------ TEXT TO READ ------
Hi Gary, can I assume here that you work with Xero? And can I also say it’s not a battle with you personally, you are one of many services that I’m sure are built from a group of very nice people who are only bowing to market pressure. If there is a battle at all it’s with the grand world order. Like I said to Michael in another comment here, I’m not asking for everyone to be as impoverished as us artists, I just get very frustrated that the world is designed to most benefit people who aim to make a profit, thereby providing further pressure to every business to exist purely to make profit. Perhaps if the people in your ecosystem were under less of the same pressure they would be able to lower their prices to you, which may encourage you to do the same for us.
Either way, where I see imbalance and opportunity – and while I have a voice to discuss it – I’ll state my views. It’s very nice that you took the time to come and comment here, I appreciate that very much. Thank you.
I’ve not got any experience with nor heard any reviews of this but it’s out there: CRM Alternative = Ballpark http://www.getballpark.com/plans.php
Thanks Will, I hadn’t seen that one – nor another that came through via Twitter. I think my little rant was worthwhile if nothing else than in providing new options to research! I’ll check it out, ta.
Fee: the companies that make these applications have a target market in mind, and you’re not it. What use do you have for Salesforce or Xero? Photoshop, yes: but if you’re not earning your living using it, use something else, like Acorn or Pixelmator, at one-tenth the cost.
I’m sure you feel that you have a right to try to make a decent living doing what you do well: don’t Xero et al have that right too?
Hi Michael, thanks for commenting. Of course those companies have a right to earn a living. My point was not “let’s all be impoverished” but “let’s consider the option of an equilibrium where the goal of human existence isn’t purely motivated by profit”. Some of us are not driven by profit, we just want to be able to live our lives quietly. Sure we want to do what we want (in my case be creative instead of work in an office or McDonalds) but why should we be punished for that? We still pay tax, we still have to write business plans, we’re still members of society however much we agree or disagree with how that society is run.
Business models drive us to become bigger or die, yet digital technologies allow individuals to work from anywhere they choose at whatever scale they choose. To me there is an obvious imbalance here, which seems like an opportunity. I bet a lot of non-arts business people feel throttled by this growth-pressure too. We all have way too much admin in our daily lives, services like these are designed to use smart tech to reduce workload. They’re good. I would like to be able to make use of them. I can’t help think about airlines offering business and first class seats that subsidise the economy seats; why can’t the same apply for services like accounting and CRM?
------
◆ SET TASK A
In the discussion of software pricing, which two lower-cost programs are suggested as replacements for Photoshop?
◆ SET TASK B
Carry on the discussion of software pricing, picking up after its final sentence.
------ SUPPLIED DATA ------
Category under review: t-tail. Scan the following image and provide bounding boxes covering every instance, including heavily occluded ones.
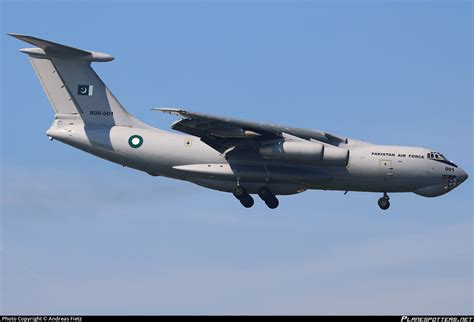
------
◆ EXPECTED OUTPUT A
Acorn and Pixelmator.

◆ EXPECTED OUTPUT B
I might not be the target market of these companies, but I still question why they would offer a ‘reduced rate’ service which is so drastically reduced in service provision too. It’s like a ‘first hit’s free’ model where you get used to something, become dependent on it, then can’t afford it unless you go the whole hog. Is this the world we really want?
In terms of Photoshop as I mentioned I do use an alternative, GIMP. It works for my needs and I’m OK with that, but the principle is the same. It might sound a bit 99% but why shouldn’t the wealthy few help out the poorer many? I sure as hell don’t think a freelancer should have to pay the same cost (or more) as a corporation for a software package that overall probably earns them less money by way of return.
It’s just mixed up and I felt I needed to say so. That’s all.
@handmethepanda @jodiem I did look at sugarcrm. can’t recall why I dismissed it, but it was dismissed. but thanks for your contribution.
[[ this was in reply to "Um. What a dick. SugarCRM if you want a free CRM. You don't need SF if your a sole trader. It's overkill."]]
@wragge now that one I hadn’t seen. I’m out now but will check later – thanks! I like the wp integ, but need gApps & mailchimp too.
@handmethepanda @feesable you have to self host that don’t you?
@jodiem @handmethepanda self hosting isn’t a problem for me. unless it’s windows server only.
@handmethepanda @jodiem he giveth with the info (thanks) yet taketh with the insult (I’m a dick b/c I complain about industry standards?!).
@fuzzleonard @salesforce @xero @adobe just coz I’m an artist doesn’t mean I have less than 250 contacts. more like 5k not including socnet.
@fuzzleonard @salesforce @xero @adobe yes, but it’s restricted. no such thing as free coffee, right? #exceptwhenmediaartistsgiveadvice
Excellent article RT @feesable: new rant: @salesforce @xero @adobe (& your kind): YOU SUCK. http://t.co/N9fGmEMG
@feesable love a good rant!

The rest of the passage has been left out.